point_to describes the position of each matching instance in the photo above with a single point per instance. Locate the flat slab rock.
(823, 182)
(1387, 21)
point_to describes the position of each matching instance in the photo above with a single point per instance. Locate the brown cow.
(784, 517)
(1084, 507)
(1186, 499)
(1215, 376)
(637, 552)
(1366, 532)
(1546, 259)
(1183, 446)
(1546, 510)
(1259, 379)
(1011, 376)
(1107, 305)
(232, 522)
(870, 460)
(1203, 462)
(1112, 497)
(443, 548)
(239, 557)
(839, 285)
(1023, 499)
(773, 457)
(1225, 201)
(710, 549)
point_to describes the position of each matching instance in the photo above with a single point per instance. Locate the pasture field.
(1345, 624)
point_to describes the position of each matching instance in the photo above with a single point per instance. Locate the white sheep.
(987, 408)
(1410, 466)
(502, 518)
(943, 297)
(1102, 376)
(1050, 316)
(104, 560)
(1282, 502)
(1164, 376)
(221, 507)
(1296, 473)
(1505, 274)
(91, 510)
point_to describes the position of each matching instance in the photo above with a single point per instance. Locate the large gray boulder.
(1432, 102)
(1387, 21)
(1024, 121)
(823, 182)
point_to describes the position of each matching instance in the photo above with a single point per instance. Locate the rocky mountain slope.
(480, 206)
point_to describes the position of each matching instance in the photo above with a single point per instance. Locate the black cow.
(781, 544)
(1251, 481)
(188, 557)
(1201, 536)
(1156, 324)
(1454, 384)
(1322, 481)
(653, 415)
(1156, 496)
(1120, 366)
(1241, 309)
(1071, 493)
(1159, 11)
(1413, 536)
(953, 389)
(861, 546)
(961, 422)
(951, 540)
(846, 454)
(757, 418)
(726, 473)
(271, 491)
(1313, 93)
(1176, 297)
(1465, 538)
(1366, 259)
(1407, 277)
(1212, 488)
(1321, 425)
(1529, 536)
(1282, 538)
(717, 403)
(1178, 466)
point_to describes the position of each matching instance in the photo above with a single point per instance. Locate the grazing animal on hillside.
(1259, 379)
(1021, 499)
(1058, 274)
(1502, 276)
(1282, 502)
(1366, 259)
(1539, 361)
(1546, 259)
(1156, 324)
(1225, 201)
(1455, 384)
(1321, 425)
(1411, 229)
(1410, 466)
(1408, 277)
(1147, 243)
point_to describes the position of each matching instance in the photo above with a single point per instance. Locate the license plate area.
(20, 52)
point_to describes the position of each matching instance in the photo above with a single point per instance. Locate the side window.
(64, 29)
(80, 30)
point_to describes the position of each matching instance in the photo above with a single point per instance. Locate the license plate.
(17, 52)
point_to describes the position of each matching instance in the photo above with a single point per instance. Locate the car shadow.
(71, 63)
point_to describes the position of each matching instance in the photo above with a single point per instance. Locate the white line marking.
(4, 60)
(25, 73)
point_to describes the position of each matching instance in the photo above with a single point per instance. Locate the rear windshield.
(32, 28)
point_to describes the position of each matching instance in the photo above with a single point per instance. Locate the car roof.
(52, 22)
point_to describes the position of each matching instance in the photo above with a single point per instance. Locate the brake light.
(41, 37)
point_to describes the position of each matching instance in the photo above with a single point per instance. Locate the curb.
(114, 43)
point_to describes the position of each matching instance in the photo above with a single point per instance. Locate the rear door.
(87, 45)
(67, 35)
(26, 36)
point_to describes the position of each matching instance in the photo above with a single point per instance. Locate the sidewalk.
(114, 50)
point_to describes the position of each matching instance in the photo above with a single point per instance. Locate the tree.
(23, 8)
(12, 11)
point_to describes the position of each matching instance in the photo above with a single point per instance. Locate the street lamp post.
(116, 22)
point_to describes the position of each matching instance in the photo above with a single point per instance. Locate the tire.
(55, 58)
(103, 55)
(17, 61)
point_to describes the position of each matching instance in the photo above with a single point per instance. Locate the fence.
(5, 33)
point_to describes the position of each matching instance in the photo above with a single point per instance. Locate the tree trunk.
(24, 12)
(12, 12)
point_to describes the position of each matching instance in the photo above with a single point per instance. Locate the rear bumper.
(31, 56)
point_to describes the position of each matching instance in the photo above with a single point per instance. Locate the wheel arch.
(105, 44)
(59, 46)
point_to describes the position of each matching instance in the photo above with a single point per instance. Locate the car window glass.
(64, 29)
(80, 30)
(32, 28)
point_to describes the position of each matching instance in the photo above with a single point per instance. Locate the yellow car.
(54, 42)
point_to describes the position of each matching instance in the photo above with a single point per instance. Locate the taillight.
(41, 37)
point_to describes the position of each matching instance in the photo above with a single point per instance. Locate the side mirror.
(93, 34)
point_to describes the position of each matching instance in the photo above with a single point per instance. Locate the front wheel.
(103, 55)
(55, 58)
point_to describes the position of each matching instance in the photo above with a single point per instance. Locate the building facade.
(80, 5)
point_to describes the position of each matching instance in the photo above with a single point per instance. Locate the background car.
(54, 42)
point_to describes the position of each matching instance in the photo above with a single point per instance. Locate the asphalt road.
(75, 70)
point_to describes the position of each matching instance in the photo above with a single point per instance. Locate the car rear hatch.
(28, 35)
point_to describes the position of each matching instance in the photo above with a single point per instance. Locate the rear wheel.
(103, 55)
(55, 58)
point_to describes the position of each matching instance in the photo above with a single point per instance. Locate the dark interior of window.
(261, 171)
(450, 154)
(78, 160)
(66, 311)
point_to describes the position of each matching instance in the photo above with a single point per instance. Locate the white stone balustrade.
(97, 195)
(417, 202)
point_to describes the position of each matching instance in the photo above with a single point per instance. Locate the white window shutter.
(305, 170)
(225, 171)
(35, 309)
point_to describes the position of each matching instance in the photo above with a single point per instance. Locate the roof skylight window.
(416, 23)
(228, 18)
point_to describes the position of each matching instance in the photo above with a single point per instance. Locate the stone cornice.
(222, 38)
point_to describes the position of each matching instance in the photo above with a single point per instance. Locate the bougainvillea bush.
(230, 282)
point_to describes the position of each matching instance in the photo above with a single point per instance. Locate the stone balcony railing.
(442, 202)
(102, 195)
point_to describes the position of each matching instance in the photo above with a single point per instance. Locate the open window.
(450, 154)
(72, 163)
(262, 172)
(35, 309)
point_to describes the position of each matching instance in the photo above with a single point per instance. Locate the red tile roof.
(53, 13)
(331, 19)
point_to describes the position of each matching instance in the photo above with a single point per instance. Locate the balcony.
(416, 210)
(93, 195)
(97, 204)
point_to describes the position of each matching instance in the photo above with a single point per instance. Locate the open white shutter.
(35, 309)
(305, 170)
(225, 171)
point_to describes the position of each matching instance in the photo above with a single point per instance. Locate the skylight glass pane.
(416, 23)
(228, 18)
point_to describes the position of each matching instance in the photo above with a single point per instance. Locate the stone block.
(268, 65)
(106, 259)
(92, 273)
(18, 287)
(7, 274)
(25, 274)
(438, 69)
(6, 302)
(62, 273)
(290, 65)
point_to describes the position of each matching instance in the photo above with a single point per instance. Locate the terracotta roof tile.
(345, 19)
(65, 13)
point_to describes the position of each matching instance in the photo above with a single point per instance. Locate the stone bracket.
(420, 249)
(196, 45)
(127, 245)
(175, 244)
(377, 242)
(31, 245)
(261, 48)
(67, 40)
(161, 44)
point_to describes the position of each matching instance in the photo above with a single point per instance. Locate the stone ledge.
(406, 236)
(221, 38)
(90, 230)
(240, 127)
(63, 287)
========================
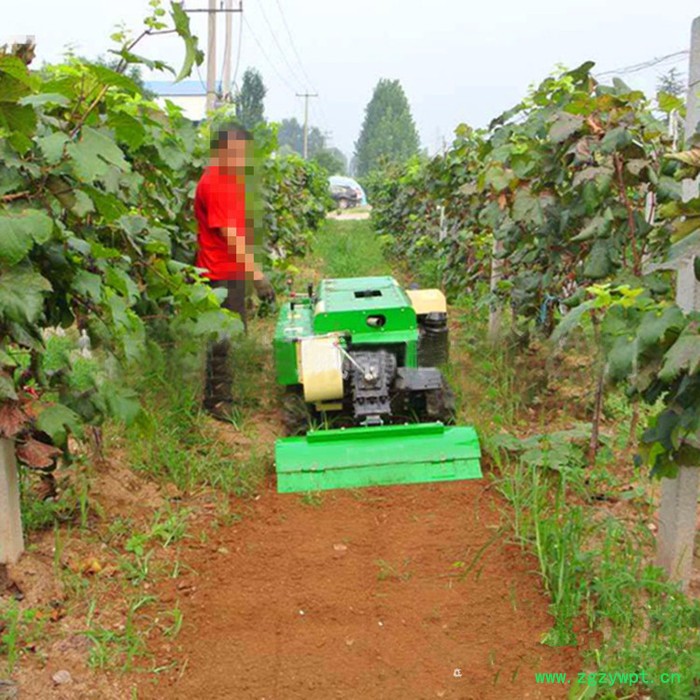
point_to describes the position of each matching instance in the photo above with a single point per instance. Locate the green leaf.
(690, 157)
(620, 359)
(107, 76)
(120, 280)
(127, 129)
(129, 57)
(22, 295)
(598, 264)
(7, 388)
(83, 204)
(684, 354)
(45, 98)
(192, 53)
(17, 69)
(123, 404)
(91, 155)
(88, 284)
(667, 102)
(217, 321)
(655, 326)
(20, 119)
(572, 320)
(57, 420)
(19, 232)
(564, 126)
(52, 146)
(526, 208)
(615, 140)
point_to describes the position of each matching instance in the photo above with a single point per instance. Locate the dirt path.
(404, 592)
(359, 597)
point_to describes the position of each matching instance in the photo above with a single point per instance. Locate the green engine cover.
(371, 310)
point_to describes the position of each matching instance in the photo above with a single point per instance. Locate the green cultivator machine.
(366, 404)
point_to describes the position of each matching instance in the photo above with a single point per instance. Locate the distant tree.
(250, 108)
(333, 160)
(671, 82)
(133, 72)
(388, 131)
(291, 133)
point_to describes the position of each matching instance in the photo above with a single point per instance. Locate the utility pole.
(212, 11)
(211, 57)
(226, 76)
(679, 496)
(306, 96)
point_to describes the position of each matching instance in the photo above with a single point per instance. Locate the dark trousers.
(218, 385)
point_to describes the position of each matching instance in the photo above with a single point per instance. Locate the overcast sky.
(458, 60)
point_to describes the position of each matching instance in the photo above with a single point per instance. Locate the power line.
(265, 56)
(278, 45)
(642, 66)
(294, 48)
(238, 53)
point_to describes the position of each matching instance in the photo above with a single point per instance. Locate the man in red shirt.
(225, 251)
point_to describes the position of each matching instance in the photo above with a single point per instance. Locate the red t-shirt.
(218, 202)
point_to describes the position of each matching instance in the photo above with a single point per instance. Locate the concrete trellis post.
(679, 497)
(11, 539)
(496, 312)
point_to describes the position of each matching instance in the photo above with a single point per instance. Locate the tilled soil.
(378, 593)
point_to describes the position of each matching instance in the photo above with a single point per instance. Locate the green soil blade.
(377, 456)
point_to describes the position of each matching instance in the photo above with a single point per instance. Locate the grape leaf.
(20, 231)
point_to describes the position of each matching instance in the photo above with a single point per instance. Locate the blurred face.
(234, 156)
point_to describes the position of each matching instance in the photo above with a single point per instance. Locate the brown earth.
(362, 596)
========================
Rewrite the items starting at the line containing "flat slab rock." and ending at the line containing "(1345, 624)", putting "dairy cow" in place of "brown cow" and keeping everything else the same.

**SOLUTION BELOW:**
point_to describes the position of each matching instance in the photo above with a single point per instance. Locate the flat slab rock.
(823, 182)
(1387, 21)
point_to describes the position of each matching instance in the photo above with a single point per instance. Locate the dairy cow.
(784, 517)
(1084, 507)
(1186, 499)
(1215, 376)
(637, 552)
(1366, 532)
(1546, 259)
(1183, 446)
(1546, 510)
(1259, 379)
(1011, 376)
(1107, 305)
(232, 522)
(870, 460)
(1203, 462)
(1112, 497)
(443, 548)
(239, 557)
(839, 285)
(1023, 499)
(773, 457)
(1225, 201)
(710, 549)
point_to describes the position of each matching instance in the photo above with a single point per instance. Locate the pasture field.
(1345, 624)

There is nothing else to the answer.